• What you will do
Rewrite every line of the records below, requests included, and shift each coordinate number in the answers up by 72.

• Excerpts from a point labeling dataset
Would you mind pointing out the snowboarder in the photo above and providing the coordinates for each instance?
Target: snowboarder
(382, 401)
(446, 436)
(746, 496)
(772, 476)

• Answer to this exercise
Would you mind pointing out the snowboarder in the photo above and providing the coordinates for each instance?
Target: snowboarder
(454, 473)
(518, 508)
(818, 568)
(844, 548)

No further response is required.